Objective A
List each line of the records below that contains the string "hull", matching case exactly.
═════ Article
In conversation with Claire McGowan

I’m in here because I ended up homeless. I’m originally from Bracknell in Reading. I came to Oxford because of the Night Shelter, and I’ve been here for about five years, in and out of shelters and housing. I’ve been in the shelter for about two weeks this time.

It can get quite boring in here. There’s nothing to do all through the day. I’m a recovering drug addict. I was a heroin addict and I’m on methadone now, reducing week by week. Sometime in the future I’ll hopefully get back to work. I’ve done a lot of jobs; in bars, in customer services, I’ve got my fork-lift driving license, I’ve been a dry-cleaning operator and I’ve done roofing. I’d like to go back to bar work, that’s what I enjoyed doing the most.
══════════
═════ Extracted data
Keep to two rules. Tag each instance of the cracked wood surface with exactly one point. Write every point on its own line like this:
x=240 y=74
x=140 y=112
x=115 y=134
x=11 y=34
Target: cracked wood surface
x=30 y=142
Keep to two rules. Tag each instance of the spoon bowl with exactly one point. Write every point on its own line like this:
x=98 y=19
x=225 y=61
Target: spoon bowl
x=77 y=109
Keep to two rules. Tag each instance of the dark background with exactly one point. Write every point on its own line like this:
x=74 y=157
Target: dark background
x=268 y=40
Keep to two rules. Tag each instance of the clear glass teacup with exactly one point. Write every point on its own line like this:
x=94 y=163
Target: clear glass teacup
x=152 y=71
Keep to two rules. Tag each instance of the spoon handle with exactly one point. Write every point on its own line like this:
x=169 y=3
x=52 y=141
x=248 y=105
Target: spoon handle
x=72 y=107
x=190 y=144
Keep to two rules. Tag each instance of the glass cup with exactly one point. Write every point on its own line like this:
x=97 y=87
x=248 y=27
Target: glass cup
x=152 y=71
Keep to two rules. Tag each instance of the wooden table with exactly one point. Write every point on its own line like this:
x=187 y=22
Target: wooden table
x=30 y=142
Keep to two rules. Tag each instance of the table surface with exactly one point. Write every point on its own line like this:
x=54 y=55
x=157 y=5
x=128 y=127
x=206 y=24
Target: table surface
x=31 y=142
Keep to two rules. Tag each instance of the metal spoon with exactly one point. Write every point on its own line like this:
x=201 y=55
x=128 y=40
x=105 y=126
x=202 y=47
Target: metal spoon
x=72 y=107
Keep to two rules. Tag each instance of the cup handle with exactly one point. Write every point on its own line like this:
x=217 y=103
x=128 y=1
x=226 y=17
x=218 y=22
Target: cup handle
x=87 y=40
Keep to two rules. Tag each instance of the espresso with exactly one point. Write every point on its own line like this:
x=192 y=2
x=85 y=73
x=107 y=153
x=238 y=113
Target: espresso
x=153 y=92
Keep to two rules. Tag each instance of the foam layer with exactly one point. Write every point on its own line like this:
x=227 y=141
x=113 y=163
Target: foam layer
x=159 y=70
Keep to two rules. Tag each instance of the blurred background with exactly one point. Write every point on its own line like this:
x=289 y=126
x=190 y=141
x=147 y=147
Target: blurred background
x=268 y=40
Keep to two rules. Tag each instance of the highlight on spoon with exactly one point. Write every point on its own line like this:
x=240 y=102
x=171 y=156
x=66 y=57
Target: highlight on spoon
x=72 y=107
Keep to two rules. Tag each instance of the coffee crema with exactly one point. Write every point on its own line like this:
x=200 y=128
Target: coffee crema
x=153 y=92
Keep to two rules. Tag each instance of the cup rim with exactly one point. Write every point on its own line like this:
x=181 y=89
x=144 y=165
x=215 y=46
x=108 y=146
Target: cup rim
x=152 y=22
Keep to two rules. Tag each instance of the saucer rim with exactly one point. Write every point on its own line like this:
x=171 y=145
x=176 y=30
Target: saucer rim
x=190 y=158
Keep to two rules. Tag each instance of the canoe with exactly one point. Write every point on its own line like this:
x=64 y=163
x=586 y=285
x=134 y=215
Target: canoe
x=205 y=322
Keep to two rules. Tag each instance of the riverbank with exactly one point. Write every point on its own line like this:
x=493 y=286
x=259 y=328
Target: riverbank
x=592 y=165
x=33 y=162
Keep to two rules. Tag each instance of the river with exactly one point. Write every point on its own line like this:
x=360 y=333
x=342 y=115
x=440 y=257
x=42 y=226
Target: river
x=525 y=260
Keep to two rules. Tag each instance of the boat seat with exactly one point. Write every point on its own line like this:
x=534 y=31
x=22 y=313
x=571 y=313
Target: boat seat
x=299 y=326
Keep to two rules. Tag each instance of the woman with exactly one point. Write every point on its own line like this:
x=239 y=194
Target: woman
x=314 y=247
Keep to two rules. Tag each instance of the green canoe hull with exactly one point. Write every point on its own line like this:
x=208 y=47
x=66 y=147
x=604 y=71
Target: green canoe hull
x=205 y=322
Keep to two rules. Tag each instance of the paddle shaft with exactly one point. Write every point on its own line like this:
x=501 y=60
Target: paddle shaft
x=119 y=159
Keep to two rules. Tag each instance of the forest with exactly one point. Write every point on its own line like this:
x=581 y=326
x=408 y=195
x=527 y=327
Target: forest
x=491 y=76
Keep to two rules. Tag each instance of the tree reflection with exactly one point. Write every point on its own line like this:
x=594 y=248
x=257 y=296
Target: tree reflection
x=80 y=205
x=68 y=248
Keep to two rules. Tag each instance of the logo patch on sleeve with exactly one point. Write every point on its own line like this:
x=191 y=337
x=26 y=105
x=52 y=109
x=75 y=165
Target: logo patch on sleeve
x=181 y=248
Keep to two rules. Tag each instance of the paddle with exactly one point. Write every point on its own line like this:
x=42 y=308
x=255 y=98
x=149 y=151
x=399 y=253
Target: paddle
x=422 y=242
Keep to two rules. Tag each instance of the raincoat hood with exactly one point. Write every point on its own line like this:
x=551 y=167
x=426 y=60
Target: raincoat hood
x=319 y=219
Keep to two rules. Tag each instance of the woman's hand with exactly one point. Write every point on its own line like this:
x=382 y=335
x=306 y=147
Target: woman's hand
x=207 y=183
══════════
Objective B
Reproduce the whole interview above word for word.

Worked solution A
Keep to two rules. Tag each instance of the green canoe hull with exactly one point. Write every point on its own line like this:
Target: green canoe hull

Worked solution B
In conversation with Claire McGowan

I’m in here because I ended up homeless. I’m originally from Bracknell in Reading. I came to Oxford because of the Night Shelter, and I’ve been here for about five years, in and out of shelters and housing. I’ve been in the shelter for about two weeks this time.

It can get quite boring in here. There’s nothing to do all through the day. I’m a recovering drug addict. I was a heroin addict and I’m on methadone now, reducing week by week. Sometime in the future I’ll hopefully get back to work. I’ve done a lot of jobs; in bars, in customer services, I’ve got my fork-lift driving license, I’ve been a dry-cleaning operator and I’ve done roofing. I’d like to go back to bar work, that’s what I enjoyed doing the most.